Arrange all of the data below as a Markdown table with two columns, Row and Text, giving each line its own numbered row and skipping any blank lines. Leave the pictures out of the table.
▶
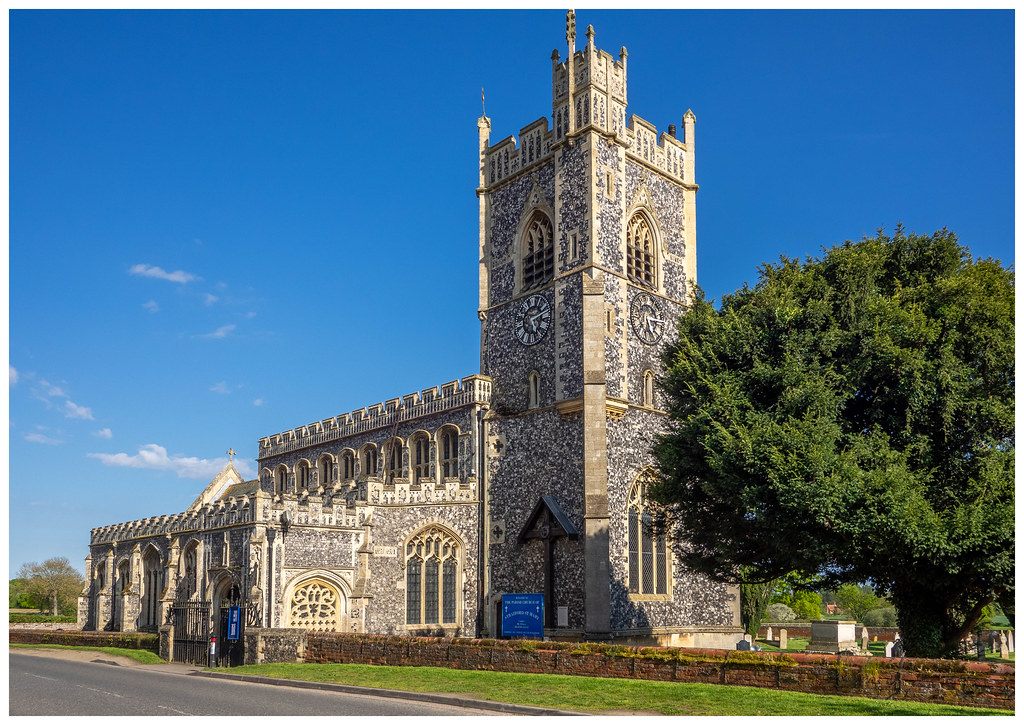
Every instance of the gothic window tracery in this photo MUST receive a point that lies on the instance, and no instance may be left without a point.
(432, 563)
(315, 605)
(538, 251)
(648, 555)
(640, 253)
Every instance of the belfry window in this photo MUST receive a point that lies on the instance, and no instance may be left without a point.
(450, 454)
(538, 252)
(640, 255)
(432, 561)
(648, 555)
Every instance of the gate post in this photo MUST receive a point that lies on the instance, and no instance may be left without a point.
(167, 642)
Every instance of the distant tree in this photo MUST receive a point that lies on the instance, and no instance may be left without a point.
(54, 582)
(857, 600)
(754, 595)
(853, 416)
(19, 597)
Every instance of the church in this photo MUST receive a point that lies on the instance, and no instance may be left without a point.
(418, 514)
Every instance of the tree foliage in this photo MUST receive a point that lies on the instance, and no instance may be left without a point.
(54, 582)
(853, 416)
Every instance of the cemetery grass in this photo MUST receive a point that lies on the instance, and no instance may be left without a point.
(142, 656)
(599, 694)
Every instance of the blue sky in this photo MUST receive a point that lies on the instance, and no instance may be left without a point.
(227, 224)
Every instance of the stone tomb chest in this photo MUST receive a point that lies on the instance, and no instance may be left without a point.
(834, 636)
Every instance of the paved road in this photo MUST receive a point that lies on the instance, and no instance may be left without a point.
(44, 685)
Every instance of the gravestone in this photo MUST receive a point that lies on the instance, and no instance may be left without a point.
(834, 636)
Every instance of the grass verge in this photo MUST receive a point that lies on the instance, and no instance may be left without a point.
(600, 694)
(142, 656)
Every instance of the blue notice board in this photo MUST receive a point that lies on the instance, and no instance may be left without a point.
(233, 615)
(522, 615)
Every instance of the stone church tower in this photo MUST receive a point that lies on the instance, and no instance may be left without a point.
(588, 252)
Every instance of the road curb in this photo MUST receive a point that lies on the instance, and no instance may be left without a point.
(455, 700)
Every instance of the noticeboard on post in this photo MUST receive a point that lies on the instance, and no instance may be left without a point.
(522, 615)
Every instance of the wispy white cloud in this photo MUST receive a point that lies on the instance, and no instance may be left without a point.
(80, 412)
(155, 458)
(178, 275)
(52, 390)
(220, 332)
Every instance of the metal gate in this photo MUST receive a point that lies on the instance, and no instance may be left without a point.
(192, 632)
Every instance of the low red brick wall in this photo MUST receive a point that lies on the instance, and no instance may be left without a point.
(127, 640)
(949, 682)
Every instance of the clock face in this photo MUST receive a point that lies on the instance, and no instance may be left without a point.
(532, 320)
(646, 318)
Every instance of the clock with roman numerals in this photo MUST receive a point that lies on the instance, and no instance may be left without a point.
(532, 320)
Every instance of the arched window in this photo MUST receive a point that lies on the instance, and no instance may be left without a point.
(369, 460)
(187, 582)
(535, 389)
(640, 251)
(347, 465)
(302, 475)
(433, 560)
(648, 555)
(538, 251)
(648, 389)
(153, 587)
(325, 469)
(421, 458)
(392, 460)
(450, 453)
(315, 605)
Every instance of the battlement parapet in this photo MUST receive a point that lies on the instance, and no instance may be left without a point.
(507, 156)
(217, 513)
(473, 389)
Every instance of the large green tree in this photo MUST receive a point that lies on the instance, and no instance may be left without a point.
(852, 416)
(54, 582)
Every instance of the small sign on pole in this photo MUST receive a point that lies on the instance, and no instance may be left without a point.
(522, 615)
(233, 616)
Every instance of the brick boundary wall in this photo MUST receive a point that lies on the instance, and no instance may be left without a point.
(938, 681)
(72, 638)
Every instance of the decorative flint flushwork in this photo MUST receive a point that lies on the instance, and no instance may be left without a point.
(469, 390)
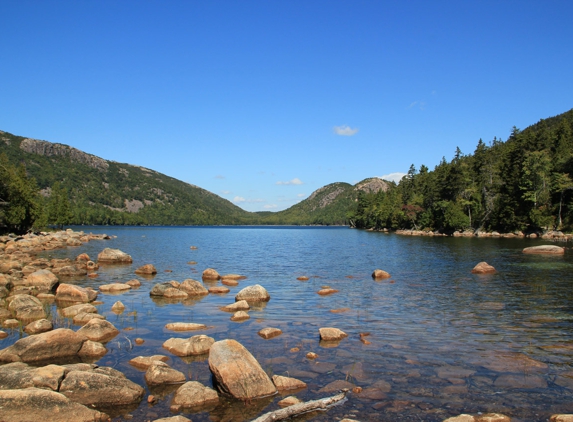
◀
### TASK ANSWER
| Row | Text |
|---|---|
| 1 | Every instance of the gothic window tracery in this photo MUST receive a point that lies on the instance, and no instance may be left without a point. |
| 2 | (432, 563) |
| 3 | (315, 605) |
| 4 | (538, 251) |
| 5 | (648, 555) |
| 6 | (640, 253) |
| 7 | Every instance of the belfry window in this photo MUST receive a point that lies on the instance, and no instance may be left without a point. |
| 8 | (450, 454) |
| 9 | (538, 252) |
| 10 | (640, 255) |
| 11 | (432, 561) |
| 12 | (648, 555) |
| 13 | Every instance of the gate post in this photo MUST receive a point that lies on the instance, and no instance may be left without a point. |
| 14 | (167, 642) |
| 15 | Every instance of the distant tree in this photo MUST receive a point that lies on the instance, and no instance may be left without a point. |
| 16 | (54, 582) |
| 17 | (857, 600) |
| 18 | (754, 595) |
| 19 | (853, 416) |
| 20 | (19, 597) |
| 21 | Every instance of the church in this photo MUST receive a point that lies on the instance, and no instance may be left without a point. |
| 22 | (418, 514) |
| 23 | Every instance of the tree foliage in this photo MUST receive a point that lies on the instance, and no instance may be left without a point. |
| 24 | (54, 582) |
| 25 | (853, 416) |
| 26 | Every instance of the cemetery grass in this photo MUST receive a point that lies on the instance, and no instance may be left without a point. |
| 27 | (142, 656) |
| 28 | (599, 694) |
| 29 | Every instance of the blue sky in this photo MUST receive a point that lies on the instance, and no instance may be left without a point. |
| 30 | (227, 224) |
| 31 | Every instance of the stone tomb chest in this photo MUST receive a point that lies on the instance, and no instance may be left without a point. |
| 32 | (834, 636) |
| 33 | Every instance of the paved road in this photo MUST receive a point that lies on the instance, and no instance may be left without a point. |
| 34 | (44, 685) |
| 35 | Every instance of the gravestone in this photo MUST receive a point that lies on the instance, and no instance may be left without a point. |
| 36 | (834, 636) |
| 37 | Every instance of the grass verge in this photo MUST receive a point that lies on the instance, and no instance may be left without a point. |
| 38 | (600, 694) |
| 39 | (142, 656) |
| 40 | Every instance of the blue notice board in this photo MUST receive a point that lies on the instance, and no instance may be left without a point. |
| 41 | (233, 615) |
| 42 | (522, 615) |
| 43 | Every instance of the stone church tower in this photo MUST receive a point that lies on the instance, and no instance may be left without a point. |
| 44 | (588, 252) |
| 45 | Every instance of the road curb in this photo MUST receive a point that lies on the instance, and no instance may be left without a point. |
| 46 | (455, 700) |
| 47 | Every instance of the noticeboard on post in this photo MUST receive a point that lies on the instance, and no instance may be left without a point. |
| 48 | (522, 615) |
| 49 | Every instance of the wispy white cloud in this photo MUST receive a point that lies on the instance, and no instance may be left without a point. |
| 50 | (80, 412) |
| 51 | (155, 458) |
| 52 | (178, 275) |
| 53 | (52, 390) |
| 54 | (220, 332) |
| 55 | Every instance of the metal gate in this photo MUST receive a point that lies on the instance, and no instance may be left without a point. |
| 56 | (192, 632) |
| 57 | Every instance of the low red brick wall in this photo MUST receive a point that lies on the instance, and no instance may be left without a point. |
| 58 | (127, 640) |
| 59 | (949, 682) |
| 60 | Every instance of the clock face in this photo MUST receive a point that lies on the instance, and no instance may be left without a point. |
| 61 | (532, 320) |
| 62 | (646, 318) |
| 63 | Every instance of the clock with roman numerals in this photo MUST receive a point that lies on the instance, and no instance may be left without a point. |
| 64 | (532, 320) |
| 65 | Every instance of the arched window in this photo MUST receive a point that lies on the instance, and no instance may be left without a point. |
| 66 | (369, 460) |
| 67 | (187, 582) |
| 68 | (535, 389) |
| 69 | (640, 251) |
| 70 | (347, 465) |
| 71 | (302, 475) |
| 72 | (433, 560) |
| 73 | (648, 555) |
| 74 | (538, 251) |
| 75 | (648, 389) |
| 76 | (153, 587) |
| 77 | (325, 469) |
| 78 | (421, 458) |
| 79 | (392, 460) |
| 80 | (450, 453) |
| 81 | (315, 605) |
| 82 | Every instance of the battlement parapet in this photo MUST receive a point that lies on the instance, and no instance may be left without a point. |
| 83 | (507, 156) |
| 84 | (217, 513) |
| 85 | (473, 389) |
| 86 | Every instance of the large green tree in this photo MUST receive a point that lies on the instance, and no instance may be left without a point. |
| 87 | (852, 416) |
| 88 | (54, 582) |
| 89 | Every instance of the small sign on pole in this photo MUST receive a point that lies on the instance, and no instance may be left without a point. |
| 90 | (522, 615) |
| 91 | (233, 616) |
| 92 | Every instance of the brick boundary wall in this photo MUST receive a point that lies on the instance, and no instance may be left without a point. |
| 93 | (938, 681) |
| 94 | (72, 638) |
| 95 | Every instance of the decorative flint flushwork in this photo MUST receive a point that lies on the instance, and no instance may be left without a point. |
| 96 | (469, 390) |